[[ Page text open ]]

Add entity-level HDFStore output format alongside h5py by anth-volk · Pull Request #568 · PolicyEngine/policyengine-us-data

anth-volk · 2026-03-04T20:37:52Z

Fixes #567

Related to PolicyEngine/policyengine-us#7700

Summary

stacked_dataset_builder.py now produces a Pandas HDFStore file (.hdfstore.h5) alongside the existing h5py file, with one table per entity and an embedded uprating manifest
Upload pipeline uploads HDFStore files to dedicated subdirectories (states_hdfstore/, districts_hdfstore/, cities_hdfstore/)
Comparison test validates both formats contain identical data for all ~183 variables

Test plan

Run stacked_dataset_builder on a single CD/state and confirm both .h5 and .hdfstore.h5 files are created
Run pytest test_format_comparison.py --h5py-path STATE.h5 --hdfstore-path STATE.hdfstore.h5 and confirm all variables match
Verify HDFStore contains _variable_metadata manifest with correct entity and uprating columns
Verify all 6 entity tables are present with correct row counts

🤖 Generated with Claude Code

The stacked_dataset_builder now produces a Pandas HDFStore file (.hdfstore.h5) in addition to the existing h5py file. The HDFStore contains one table per entity (person, household, tax_unit, spm_unit, family, marital_unit) plus an embedded _variable_metadata manifest recording each variable's entity and uprating parameter path. The upload pipeline uploads HDFStore files to dedicated subdirectories (states_hdfstore/, districts_hdfstore/, cities_hdfstore/). A comparison test (test_format_comparison.py) validates that both formats contain identical data for all variables. Co-Authored-By: Claude Opus 4.6 <[email protected]>

Replaces the two-file-input test with a self-contained roundtrip script that takes only an h5py file path, generates an HDFStore using inlined splitting logic, then compares both formats. Handles entity-level h5py files and yearly/ETERNITY/monthly period keys. Co-Authored-By: Claude Opus 4.6 <[email protected]>

Co-Authored-By: Claude Opus 4.6 <[email protected]>

juaristi22

Review: HDFStore output format

Overall the feature makes sense — producing an entity-level HDFStore alongside the variable-centric h5py file is a clean step toward the API v2 alpha format. A few structural and testing concerns below.

[[ Page text closed ]]
[[ Data for analysis open ]]

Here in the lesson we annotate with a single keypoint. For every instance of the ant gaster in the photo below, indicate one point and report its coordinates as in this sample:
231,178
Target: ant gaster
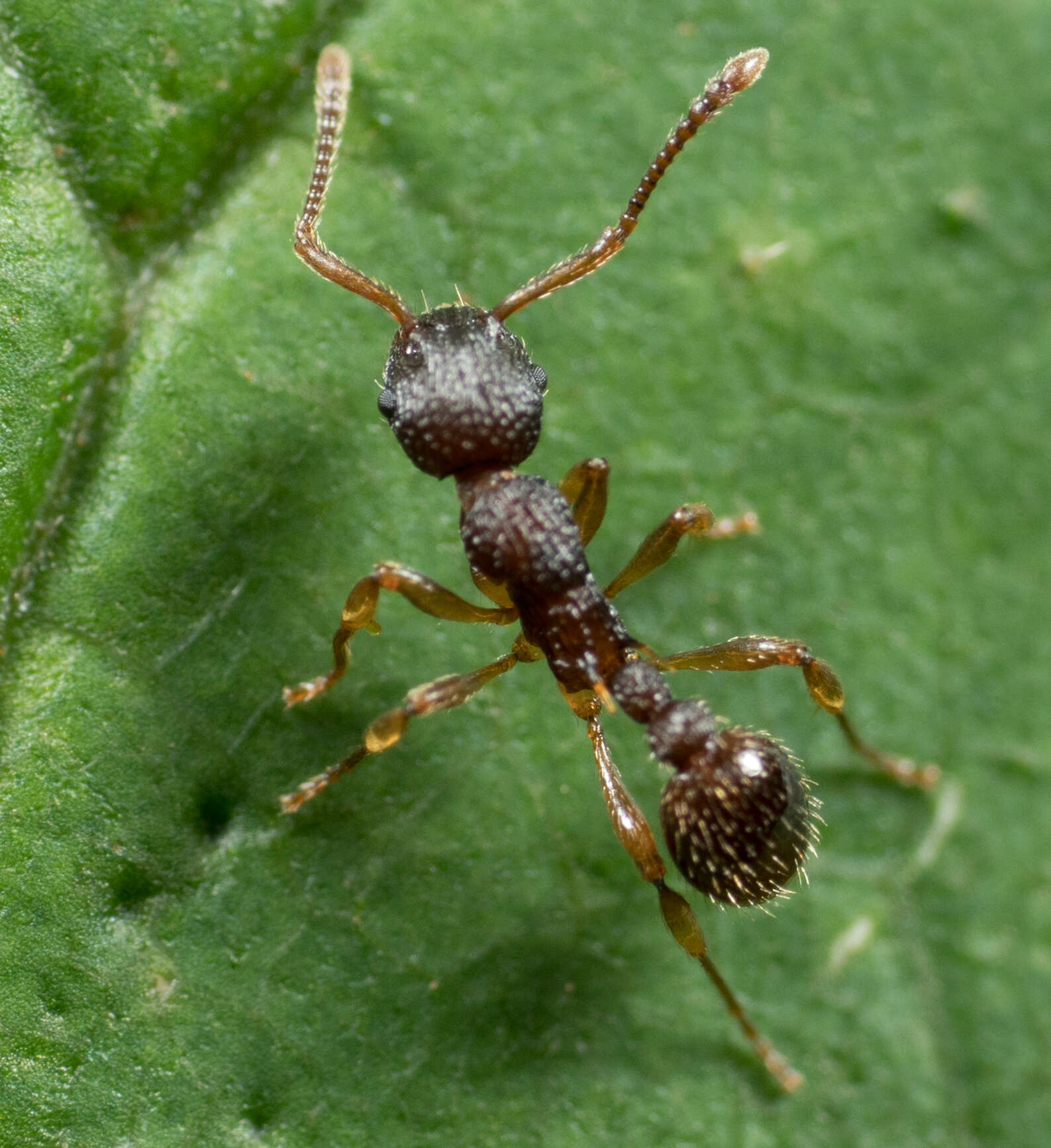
464,400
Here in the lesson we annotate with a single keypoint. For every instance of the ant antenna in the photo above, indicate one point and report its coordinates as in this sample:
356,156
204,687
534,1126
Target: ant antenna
333,86
739,73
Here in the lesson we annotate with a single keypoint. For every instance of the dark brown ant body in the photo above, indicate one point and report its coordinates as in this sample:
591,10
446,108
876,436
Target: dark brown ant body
466,401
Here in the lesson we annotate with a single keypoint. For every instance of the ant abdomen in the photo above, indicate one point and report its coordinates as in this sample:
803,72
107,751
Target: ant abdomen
736,814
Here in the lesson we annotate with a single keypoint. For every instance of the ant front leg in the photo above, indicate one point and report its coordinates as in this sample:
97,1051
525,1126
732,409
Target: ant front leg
658,547
360,614
821,682
586,488
387,730
638,838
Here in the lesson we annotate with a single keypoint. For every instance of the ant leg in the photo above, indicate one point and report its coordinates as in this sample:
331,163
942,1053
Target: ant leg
586,487
360,614
636,836
821,682
694,519
386,730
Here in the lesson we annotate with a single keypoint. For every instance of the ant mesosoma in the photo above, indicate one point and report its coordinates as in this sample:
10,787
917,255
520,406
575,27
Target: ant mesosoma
464,400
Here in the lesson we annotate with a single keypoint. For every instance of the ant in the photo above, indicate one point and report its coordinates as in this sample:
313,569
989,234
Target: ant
464,401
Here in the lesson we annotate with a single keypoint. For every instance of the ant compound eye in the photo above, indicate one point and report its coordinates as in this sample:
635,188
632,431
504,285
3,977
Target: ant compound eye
387,403
738,819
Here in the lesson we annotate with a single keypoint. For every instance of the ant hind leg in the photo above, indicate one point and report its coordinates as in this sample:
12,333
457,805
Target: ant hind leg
821,681
636,835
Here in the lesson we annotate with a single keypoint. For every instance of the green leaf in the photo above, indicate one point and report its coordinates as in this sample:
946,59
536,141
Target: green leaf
835,311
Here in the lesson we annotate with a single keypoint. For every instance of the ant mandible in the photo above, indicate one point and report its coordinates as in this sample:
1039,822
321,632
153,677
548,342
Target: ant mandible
464,400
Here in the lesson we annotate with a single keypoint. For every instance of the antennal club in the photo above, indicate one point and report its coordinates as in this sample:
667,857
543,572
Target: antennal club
333,86
739,73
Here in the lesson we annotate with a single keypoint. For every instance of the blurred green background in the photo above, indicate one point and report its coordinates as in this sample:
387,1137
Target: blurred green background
835,312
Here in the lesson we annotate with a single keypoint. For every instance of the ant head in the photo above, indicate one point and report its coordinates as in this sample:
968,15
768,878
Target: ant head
460,391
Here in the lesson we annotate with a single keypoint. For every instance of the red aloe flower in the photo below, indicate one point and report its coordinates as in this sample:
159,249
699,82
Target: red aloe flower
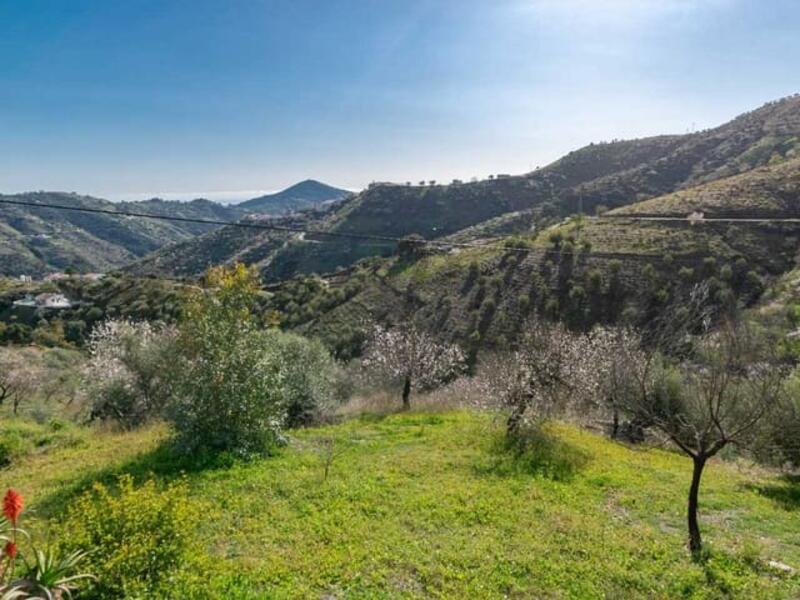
12,505
10,550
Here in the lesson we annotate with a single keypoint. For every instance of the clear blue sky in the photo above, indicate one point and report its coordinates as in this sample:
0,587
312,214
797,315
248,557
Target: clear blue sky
134,98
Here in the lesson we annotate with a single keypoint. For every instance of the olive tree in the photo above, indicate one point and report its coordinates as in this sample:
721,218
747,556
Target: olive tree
406,354
713,398
18,378
125,377
229,383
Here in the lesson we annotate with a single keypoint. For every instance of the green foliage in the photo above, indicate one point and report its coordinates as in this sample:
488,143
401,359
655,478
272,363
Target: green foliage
21,437
229,377
578,517
309,378
139,538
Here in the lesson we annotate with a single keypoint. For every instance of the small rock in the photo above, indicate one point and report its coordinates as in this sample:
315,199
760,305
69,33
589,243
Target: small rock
779,566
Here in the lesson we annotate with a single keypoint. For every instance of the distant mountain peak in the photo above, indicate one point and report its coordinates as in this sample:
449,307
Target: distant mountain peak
304,194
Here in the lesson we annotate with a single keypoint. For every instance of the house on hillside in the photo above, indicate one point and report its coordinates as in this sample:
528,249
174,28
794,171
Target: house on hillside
56,277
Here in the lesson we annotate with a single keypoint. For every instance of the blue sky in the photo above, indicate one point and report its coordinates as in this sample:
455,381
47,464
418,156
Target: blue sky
224,98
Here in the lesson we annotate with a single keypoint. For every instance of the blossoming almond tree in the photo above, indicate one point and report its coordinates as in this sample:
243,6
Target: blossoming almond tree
551,369
413,357
125,374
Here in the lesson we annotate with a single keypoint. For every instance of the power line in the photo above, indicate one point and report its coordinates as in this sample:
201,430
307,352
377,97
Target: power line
340,235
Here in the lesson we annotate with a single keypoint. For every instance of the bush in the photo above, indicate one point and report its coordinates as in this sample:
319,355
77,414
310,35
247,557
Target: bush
140,538
310,378
125,375
229,379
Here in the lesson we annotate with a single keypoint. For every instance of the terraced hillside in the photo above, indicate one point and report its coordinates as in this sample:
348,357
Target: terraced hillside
613,175
36,241
583,270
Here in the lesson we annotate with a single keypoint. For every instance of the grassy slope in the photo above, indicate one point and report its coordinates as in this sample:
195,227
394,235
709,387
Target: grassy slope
420,505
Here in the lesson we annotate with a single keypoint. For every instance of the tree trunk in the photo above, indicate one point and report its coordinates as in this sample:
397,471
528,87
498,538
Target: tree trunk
407,394
695,542
615,424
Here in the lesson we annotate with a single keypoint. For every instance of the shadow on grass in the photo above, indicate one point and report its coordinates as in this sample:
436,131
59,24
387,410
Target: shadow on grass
164,463
533,452
785,492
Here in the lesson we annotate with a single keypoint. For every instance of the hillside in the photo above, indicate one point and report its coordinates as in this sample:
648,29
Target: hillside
612,174
300,196
427,505
582,270
36,241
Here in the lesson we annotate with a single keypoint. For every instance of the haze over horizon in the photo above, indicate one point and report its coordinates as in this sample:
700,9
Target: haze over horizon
232,100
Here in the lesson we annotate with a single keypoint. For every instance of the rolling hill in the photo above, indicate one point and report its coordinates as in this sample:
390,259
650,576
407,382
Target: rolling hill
612,175
300,196
581,270
35,241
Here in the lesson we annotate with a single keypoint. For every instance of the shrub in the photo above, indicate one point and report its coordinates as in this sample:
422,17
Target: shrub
310,378
140,537
125,375
29,570
229,378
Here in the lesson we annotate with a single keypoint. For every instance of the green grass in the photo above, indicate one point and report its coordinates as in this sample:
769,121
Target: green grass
431,505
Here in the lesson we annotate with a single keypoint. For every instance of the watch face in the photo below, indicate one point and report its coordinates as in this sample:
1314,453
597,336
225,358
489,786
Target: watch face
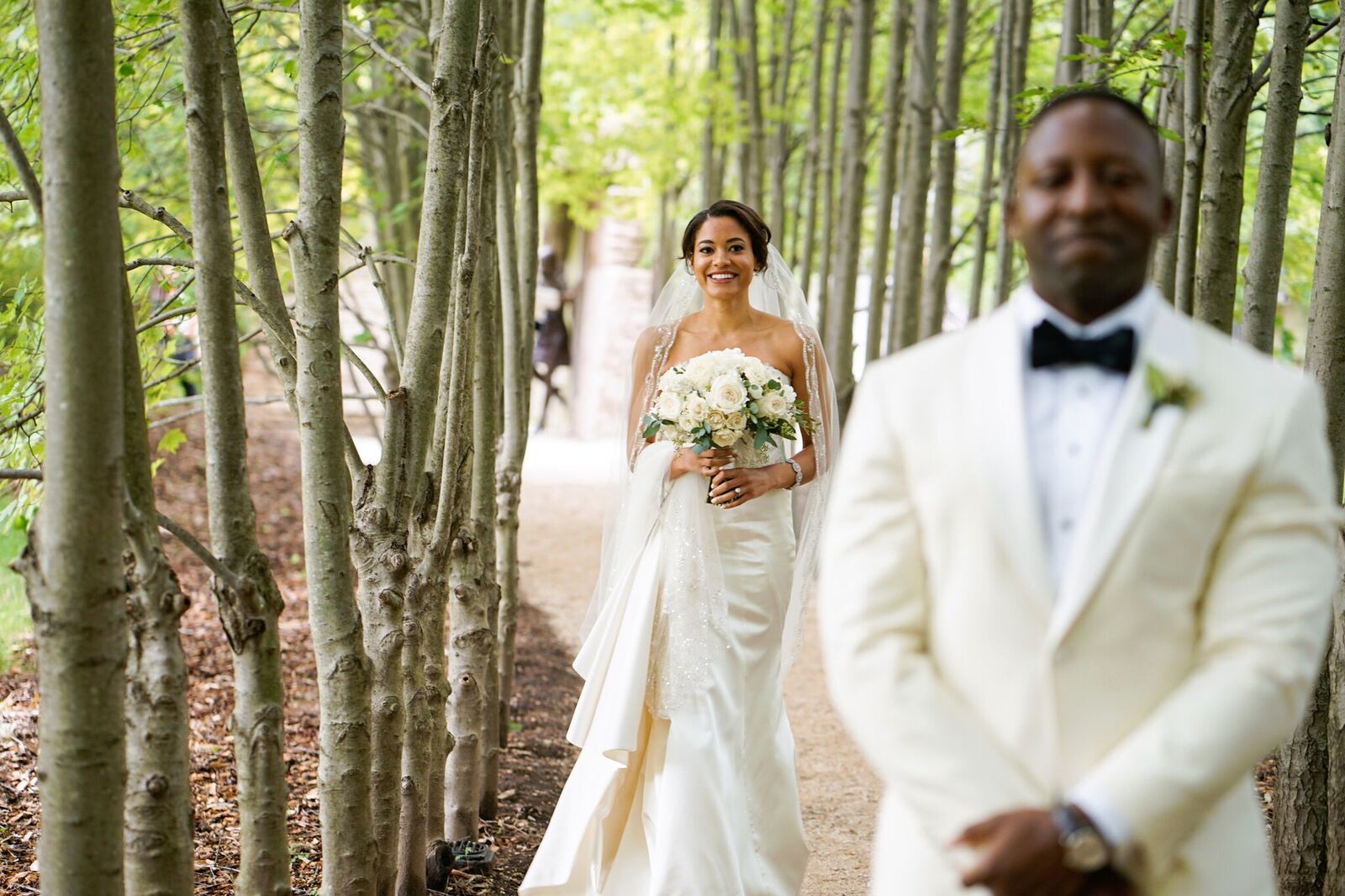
1084,851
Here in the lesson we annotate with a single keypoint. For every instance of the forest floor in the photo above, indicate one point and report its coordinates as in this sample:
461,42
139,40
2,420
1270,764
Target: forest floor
560,548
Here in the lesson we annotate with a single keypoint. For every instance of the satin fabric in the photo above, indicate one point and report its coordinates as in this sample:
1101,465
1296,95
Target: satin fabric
705,802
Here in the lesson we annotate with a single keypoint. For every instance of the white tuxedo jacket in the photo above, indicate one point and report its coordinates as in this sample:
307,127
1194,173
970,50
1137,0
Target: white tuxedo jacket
1181,645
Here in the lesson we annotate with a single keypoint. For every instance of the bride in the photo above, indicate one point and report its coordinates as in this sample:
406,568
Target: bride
685,783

[[ Data for analysis closed ]]

- _Problem set_:
• 1. In the pull request page about the HDFStore output format, which six entities get their own table in the HDFStore file?
• 2. Pick up the pull request page about the HDFStore output format after its last sentence, and write the review's structural and testing concerns.

- _Your responses_:
• 1. Person, household, tax_unit, spm_unit, family, and marital_unit.

• 2.
1. Extract HDFStore logic into its own module

The three new functions (_split_into_entity_dfs, _build_uprating_manifest, _save_hdfstore) are a general-purpose h5py → HDFStore format transform. They don't depend on calibration, CD stacking, or anything specific to stacked_dataset_builder.py.

Embedding them in stacked_dataset_builder.py creates two problems:

Merge conflict with #538. That PR reorganizes calibration modules from datasets/cps/local_area_calibration/ to calibration/. This PR adds ~150 lines of new functions to the same file. The merge will be painful.
Coupling to a build pipeline. The HDFStore format is consumed by API v2 and extend_single_year_dataset(). Those consumers shouldn't need to trace into a calibration build module for the serialization logic.

Suggestion: Move these to a standalone utility, e.g. policyengine_us_data/utils/hdfstore.py:

# policyengine_us_data/utils/hdfstore.py
def split_into_entity_dfs(arrays, system, vars_to_save): ...
def build_uprating_manifest(vars_to_save, system): ...
def save_hdfstore(entity_dfs, manifest_df, path, time_period): ...

Then stacked_dataset_builder.py and any future consumer just imports from it.

2. The test reimplements the logic instead of testing it

test_format_comparison.py contains its own copy of _split_into_entity_dfs, _build_uprating_manifest, and _save_hdfstore. This means the test validates its own implementation, not the production code. If the production _split_into_entity_dfs has a bug (e.g., incorrect __period suffix stripping, wrong person_X_id → X_id rename), this test cannot catch it.

Note also that the two implementations already diverge:

Production works on a combined_df with variable__period columns and handles the person_X_id → X_id rename.
Test works on raw h5py arrays with no period suffix and doesn't handle that rename.
Production's _save_hdfstore does not deduplicate columns; the test version does (df.loc[:, ~df.columns.duplicated()]).

Suggestion: If the conversion logic lives in a shared module (point 1), the test can import it directly instead of reimplementing it. The test would then validate the actual production code path.

3. Nice-to-have test improvements

The current tests check value equality and structural completeness, which covers the basics well. A few additional checks that could be worth adding down the road if you want to harden things further:

Weight conservation — verifying that household_weight, person_weight, etc. sum to the same totals across formats. This is probably the highest-value addition since it's the property that matters most for microsimulation correctness.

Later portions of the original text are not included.